• _Activités_:
a: Dans le texte sur les frères Goncourt, remplacez « bonne » par « servante » et recopiez le passage qui commence par les mots contenant « Les frères Goncourt » et se termine par « vit le jour. ».
b: Résumez en deux phrases le texte sur les frères Goncourt.
----- Bloc de texte -----
Les frères Goncourt avaient une bonne qui leur était tout attachée depuis de longues années et pour laquelle ils éprouvaient une grande tendresse. Quand celle-ci mourut, ils en furent bouleversés. La maîtresse de Jules de Goncourt leur apprit cependant que Rose (le prénom de leur bonne) était une personne à la vie plutôt tourmentée, voire invraisemblable... Les bras en tombèrent aux malheureux frères quand ils apprirent que celle en qui ils avaient toute confiance les avait volés et menait une vie dépravée, qui fut la cause de sa déchéance avancée.

Aussi décidèrent-ils de raconter la vie de leur chère Rose et Germinie Lacerteux vit le jour.
----- Données présentées -----
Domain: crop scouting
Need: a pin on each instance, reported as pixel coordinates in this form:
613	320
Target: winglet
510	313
-----
----- Données présentées -----
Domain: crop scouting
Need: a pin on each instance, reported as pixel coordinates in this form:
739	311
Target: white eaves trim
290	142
-----
----- Données présentées -----
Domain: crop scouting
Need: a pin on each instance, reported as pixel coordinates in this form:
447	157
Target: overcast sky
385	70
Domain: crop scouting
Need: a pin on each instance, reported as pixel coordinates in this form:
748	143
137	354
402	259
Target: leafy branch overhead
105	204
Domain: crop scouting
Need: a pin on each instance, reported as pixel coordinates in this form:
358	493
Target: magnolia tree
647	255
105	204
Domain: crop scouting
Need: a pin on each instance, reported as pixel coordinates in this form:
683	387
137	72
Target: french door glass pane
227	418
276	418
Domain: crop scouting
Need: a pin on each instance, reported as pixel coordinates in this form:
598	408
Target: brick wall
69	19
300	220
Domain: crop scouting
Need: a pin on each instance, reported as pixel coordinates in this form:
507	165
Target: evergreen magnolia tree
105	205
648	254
-----
• _Réponses aux exercices_:
a:
Les frères Goncourt avaient une servante qui leur était tout attachée depuis de longues années et pour laquelle ils éprouvaient une grande tendresse. Quand celle-ci mourut, ils en furent bouleversés. La maîtresse de Jules de Goncourt leur apprit cependant que Rose (le prénom de leur servante) était une personne à la vie plutôt tourmentée, voire invraisemblable... Les bras en tombèrent aux malheureux frères quand ils apprirent que celle en qui ils avaient toute confiance les avait volés et menait une vie dépravée, qui fut la cause de sa déchéance avancée.

Aussi décidèrent-ils de raconter la vie de leur chère Rose et Germinie Lacerteux vit le jour.

b: Les frères Goncourt, très attachés à leur bonne Rose, furent bouleversés par sa mort. Ils apprirent ensuite par la maîtresse de Jules qu'elle les avait volés et menait une vie dépravée, et ils décidèrent de raconter sa vie, ce qui donna naissance à Germinie Lacerteux.